_TEXT BLOCK_
DRAKENSTEIN, South Africa -- South Africans on Thursday celebrated the steps that sounded apartheid's death knell 20 years ago: Nelson Mandela walking to freedom after 27 years in prison.

Thousands gathered for commemorations near Cape Town at what was known in 1990 as Victor Verster, the last prison where Mandela was held. The crowds milled around a 10-foot (3-meter) high bronze statue erected at the prison in 2008 depicting Mandela's first steps as a free man. Exactly 20 years ago, Mandela emerged from Victor Verster on foot, hand-in-hand with his then-wife Winnie, fist raised, smiling but resolute.

"We knew that his freedom meant that our freedom had also arrived," Cyril Ramaphosa, a leader in Mandela's African National Congress who headed a welcome committee for Mandela in 1990, told the crowd at the prison Thursday.

Earlier, Ramaphosa and other ANC leaders had approached the gates of the prison to reenact Mandela's 1990 walk. Arms linked, they stepped through shouting: "Viva Mandela!"

Just four years after Mandela's release, South Africans held their first all-race elections, making Mandela their first black president. Mandela stepped down after one five-year term, helping to entrench democracy in South Africa in contrast to elsewhere on the continent where politicians hung on to power through fraud and violence.

[Photo-based point-labeling data]
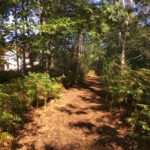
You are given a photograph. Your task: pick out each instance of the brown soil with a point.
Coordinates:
(79, 120)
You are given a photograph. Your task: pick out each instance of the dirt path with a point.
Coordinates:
(79, 120)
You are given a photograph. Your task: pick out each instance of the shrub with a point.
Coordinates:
(132, 88)
(17, 97)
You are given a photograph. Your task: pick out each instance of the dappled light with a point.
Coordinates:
(74, 75)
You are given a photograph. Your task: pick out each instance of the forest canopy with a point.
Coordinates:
(55, 42)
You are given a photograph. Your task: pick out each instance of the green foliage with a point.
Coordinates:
(39, 87)
(17, 97)
(140, 121)
(130, 86)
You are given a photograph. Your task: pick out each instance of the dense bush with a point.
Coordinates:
(17, 97)
(132, 89)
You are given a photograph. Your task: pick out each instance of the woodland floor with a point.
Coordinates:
(79, 120)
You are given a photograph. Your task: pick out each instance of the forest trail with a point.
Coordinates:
(79, 120)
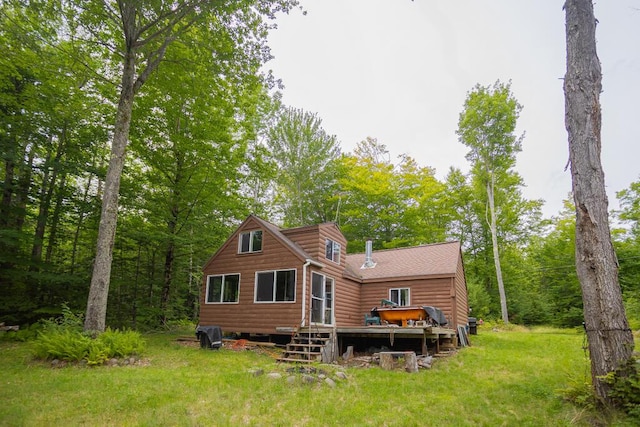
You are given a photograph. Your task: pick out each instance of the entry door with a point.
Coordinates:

_JOBS_
1. Return verbatim the entries from the line containing "path with a point." through the end of the entries, including both boundary lines and leaving out the pictures.
2. Extend the article on the twentieth anniversary of Mandela's release, beginning after its final sentence.

_EXPECTED RESPONSES_
1.
You are given a photograph. Your task: pick out each instance of the dirt path with a point.
Coordinates:
(79, 120)
You are given a photograph. Your task: pick out each instance of the shrub with a point.
Coordinates:
(132, 88)
(17, 97)
You are given a photograph. Your task: pick out each instance of the dappled light with a point.
Coordinates:
(74, 75)
You are given a photograph. Your task: pick out each instance of the forest canopy with a point.
Coordinates:
(55, 42)
You are given a photograph. Your task: pick out each instance of the green foliage with a point.
Coordinates:
(39, 87)
(17, 97)
(140, 121)
(130, 86)
You are given a photograph. Your task: pick out each instance of the dense bush with a point.
Coordinates:
(17, 97)
(132, 89)
You are given a photograph. Your task: pick out each instance of the woodland floor with a point.
Coordinates:
(79, 120)
You are given a photograph. Your task: pick out each instance of the forest trail with a point.
Coordinates:
(79, 120)
You are given a photograph. Your task: pick out each instance of the entry door with a point.
Coordinates:

2.
Mandela also is beloved for championing racial reconciliation, ensuring a peaceful transition that spared South Africa the chaos and destruction of anti-colonial wars elsewhere in Africa.

Since 1994, his ANC party has reduced the number of people living in poverty, built houses and delivered water, electricity and schools to blacks who had been without under apartheid. But needs remain great, and impatience has grown along with a gap between the poor and the rich -- among them new black entrepreneurs.

Mvuso Mbali, 37, was in the crowd Thursday and said he was at the prison 20 years ago.

"And I still remember vividly what happened," he said. "Today we are reinventing our freedom, and uniting our people to follow the values of Mandela."

Others at the prison on Thursday said Mandela's release -- triumphant as it was -- carried uncertainty, too.

"When Mandela was released we did not know what was going happen," said Nontuntuzelo Faku, who came to Thursday's event.

Being at the prison 20 years later, she said, "makes me realize how far the country has come."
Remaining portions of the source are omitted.